* [PASSAGE GIVEN]:

....................

To configure the SONET framing mode, perform the following steps, beginning in global configuration mode:

Command Purpose
Step 1 

Router(config)# interface atm slot/subslot/interface

Router(config-if)#

Enters interface configuration mode and specifies the ATM interface to configure.
Step 2 

Router(config-if)# atm sonet stm-1

or

Router(config-if)# atm sonet stm-4

Configures the SONET framing mode to STM-1 (for the OC-3c ATM interface) or to STM-4 (for the OC-12c interface).
Step 3 

Router(config-if)# no shutdown

Enables the interface with the above configuration.

To return the SONET framing mode to the default, use the no form of the atm sonet command.

Configuring SONET Overhead

You can use the sonet overhead command to set the SONET overhead bytes in the frame header to meet the requirements of a particular standard or to ensure interoperability of the ATM uplink interface with the equipment of another vendor. Use the no form of this command to restore default values.

To configure the SONET overhead, perform the following steps, beginning in global configuration mode:

Command Purpose
Step 1 

Router(config)# interface atm slot/subslot/interface

Router(config-if)#

Enters interface configuration mode and specifies the ATM interface to configure.
Step 2 

Router(config-if)# sonet overhead [c2 byte] [j0 {bytes | msg | line}] [j1 {16byte {exp-msg line| msg line}| 64byte {exp-msg line | msg line}] [sls0 bits]

Configures the SONET overhead bytes, as follows:

  • c2 is a path signal label identifier
  • j0 is the section trace bytes
  • j1 is the path trace bytes
  • sls0 is part of the payload pointer byte
Step 3 

Router(config-if)# no shutdown

Enables the interface with the previous configuration.

Note   On the ATM OC-3c interface, you can configure the c2 byte and the s1s0 bits. On the ATM OC-12c interface, you can configure the c2 byte, j0 byte, and j1 byte, and the s1s0 bits.
SONET Overhead Values

The value of the c2 byte is determined as follows:

  • If the value of the c2 byte has not been explicitly configured with the sonet overhead command, the SONET framer sends the ATM payload value of 0x13.
  • If the value of the c2 byte has been explicitly configured with the sonet overhead command, the configured value is sent, regardless of the encapsulation method.

....................

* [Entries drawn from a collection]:
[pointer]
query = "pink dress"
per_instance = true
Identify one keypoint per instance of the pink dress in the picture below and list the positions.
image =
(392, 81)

....................

* [INSTRUCTIONS FOR THE TASK]: Copy everything from "Enables the interface with the previous" down to "byte, and the s1s0 bits." in the SONET configuration text, renaming "previous" to "preceding". Work only from the SONET configuration text.

* [THE COMPLETED TASK]:
Enables the interface with the preceding configuration.

Note   On the ATM OC-3c interface, you can configure the c2 byte and the s1s0 bits. On the ATM OC-12c interface, you can configure the c2 byte, j0 byte, and j1 byte, and the s1s0 bits.